[[ Page excerpt, beginning ]]
Apple’s Machine Learning team, working with researchers from Nanjing University and The Hong Kong University of Science and Technology, introduced Matrix3D. This new AI model reconstructs 3D objects and scenes using only a few 2D photos, representing a significant shift from current methods.
The field Matrix3D innovates in, as highlighted in 9to5Mac’s coverage, is photogrammetry. This science uses photographs to make measurements for creating 3D models or maps, and traditionally involves multiple, separate models for tasks like pose estimation and depth prediction.
According to the researchers, this multi-stage process can lead to inefficiencies and errors. Matrix3D addresses this by performing all these steps in a single, unified process. It takes images, camera parameters like angle and focal length, and depth data, processing them through one architecture. This approach simplifies your workflow and improves accuracy.
New Approach to 3D Reconstruction
The training method for Matrix3D is particularly noteworthy. Researchers employed a masked learning strategy. This technique, similar to that used in early Transformer-based AI systems, which contributed to developments like the initial versions of ChatGPT, involved randomly hiding parts of the input data during training. This forced Matrix3D to learn how to fill in missing information.
[[ Page excerpt, end ]]
**Work order A:**
From the Matrix3D article, list every kind of input that Matrix3D is said to process through its single architecture.
**Work order B:**
Transcribe the Matrix3D article word for word, starting at "Apple’s Machine Learning" and ending at "from current methods.".
**Work order C:**
Pick up the Matrix3D article where it stops and continue it.
[[ Data records, beginning ]]
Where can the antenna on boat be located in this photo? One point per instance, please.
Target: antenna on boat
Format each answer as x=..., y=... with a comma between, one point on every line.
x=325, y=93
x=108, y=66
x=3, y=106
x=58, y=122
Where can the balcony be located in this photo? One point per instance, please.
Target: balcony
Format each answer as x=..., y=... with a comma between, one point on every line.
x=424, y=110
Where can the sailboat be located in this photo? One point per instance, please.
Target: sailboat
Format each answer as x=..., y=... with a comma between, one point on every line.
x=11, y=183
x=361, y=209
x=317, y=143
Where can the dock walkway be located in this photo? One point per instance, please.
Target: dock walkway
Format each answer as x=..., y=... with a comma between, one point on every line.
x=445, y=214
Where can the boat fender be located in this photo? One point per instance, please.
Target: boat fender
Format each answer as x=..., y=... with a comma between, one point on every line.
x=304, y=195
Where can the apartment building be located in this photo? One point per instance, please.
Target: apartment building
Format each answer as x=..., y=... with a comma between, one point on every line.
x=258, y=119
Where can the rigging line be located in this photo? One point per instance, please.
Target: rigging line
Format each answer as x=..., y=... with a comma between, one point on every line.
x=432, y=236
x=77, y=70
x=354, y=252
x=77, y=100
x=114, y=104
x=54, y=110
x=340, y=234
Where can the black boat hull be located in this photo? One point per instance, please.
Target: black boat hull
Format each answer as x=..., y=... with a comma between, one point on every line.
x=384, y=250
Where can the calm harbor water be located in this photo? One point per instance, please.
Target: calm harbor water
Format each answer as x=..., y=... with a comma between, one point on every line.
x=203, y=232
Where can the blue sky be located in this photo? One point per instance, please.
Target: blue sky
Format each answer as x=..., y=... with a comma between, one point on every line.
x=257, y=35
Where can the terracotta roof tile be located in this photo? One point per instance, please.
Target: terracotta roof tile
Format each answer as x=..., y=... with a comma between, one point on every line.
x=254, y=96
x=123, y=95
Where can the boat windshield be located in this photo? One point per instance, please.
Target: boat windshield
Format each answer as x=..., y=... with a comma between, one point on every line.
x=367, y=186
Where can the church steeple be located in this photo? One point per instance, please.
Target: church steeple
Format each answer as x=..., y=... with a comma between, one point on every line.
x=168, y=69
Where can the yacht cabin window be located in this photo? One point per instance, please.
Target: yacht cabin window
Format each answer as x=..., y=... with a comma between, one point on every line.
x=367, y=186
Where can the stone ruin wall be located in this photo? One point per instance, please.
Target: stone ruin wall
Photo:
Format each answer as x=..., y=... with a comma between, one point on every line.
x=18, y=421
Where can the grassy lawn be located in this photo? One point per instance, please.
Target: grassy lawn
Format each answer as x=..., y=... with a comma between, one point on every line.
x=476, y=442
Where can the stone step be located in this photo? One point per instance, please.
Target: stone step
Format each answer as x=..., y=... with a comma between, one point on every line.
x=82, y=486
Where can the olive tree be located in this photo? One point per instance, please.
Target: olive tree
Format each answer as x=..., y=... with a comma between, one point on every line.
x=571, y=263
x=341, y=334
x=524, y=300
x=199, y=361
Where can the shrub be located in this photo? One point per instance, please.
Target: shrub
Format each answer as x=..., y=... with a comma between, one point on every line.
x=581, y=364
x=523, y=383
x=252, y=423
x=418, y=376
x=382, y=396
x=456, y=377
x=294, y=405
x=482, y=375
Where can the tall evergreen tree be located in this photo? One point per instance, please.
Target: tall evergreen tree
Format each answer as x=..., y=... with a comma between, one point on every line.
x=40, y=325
[[ Data records, end ]]
**Written response A:**
- Images
- Camera parameters (such as angle and focal length)
- Depth data

**Written response B:**
Apple’s Machine Learning team, working with researchers from Nanjing University and The Hong Kong University of Science and Technology, introduced Matrix3D. This new AI model reconstructs 3D objects and scenes using only a few 2D photos, representing a significant shift from current methods.

**Written response C:**
The team states this method is crucial because it allows Matrix3D to train effectively even with smaller or incomplete datasets. The results demonstrate the model’s capability. With just three input images, Matrix3D can generate detailed 3D reconstructions of individual objects and entire environments.
As reported by the research team, this unified diffusion transformer model features flexible input and output configurations, supports several core photogrammetry tasks, and is optimizable end-to-end. This eliminates the need for multiple task-specific models.
Implications for Apple Vision Pro
The ability of Matrix3D to create detailed 3D environments from minimal input has clear applications. This technology could significantly enhance experiences on immersive headsets like the Apple Vision Pro. You could use it to quickly generate 3D content or bring real-world spaces into virtual environments with greater ease. The researchers highlight its potential as an innovative tool for 3D content creation, offering fine-grained control through multi-round interactions.
The team has made the source code for Matrix3D available on GitHub and published their research paper on arXiv. You can also visit their project website to view sample videos and interact with point cloud recreations.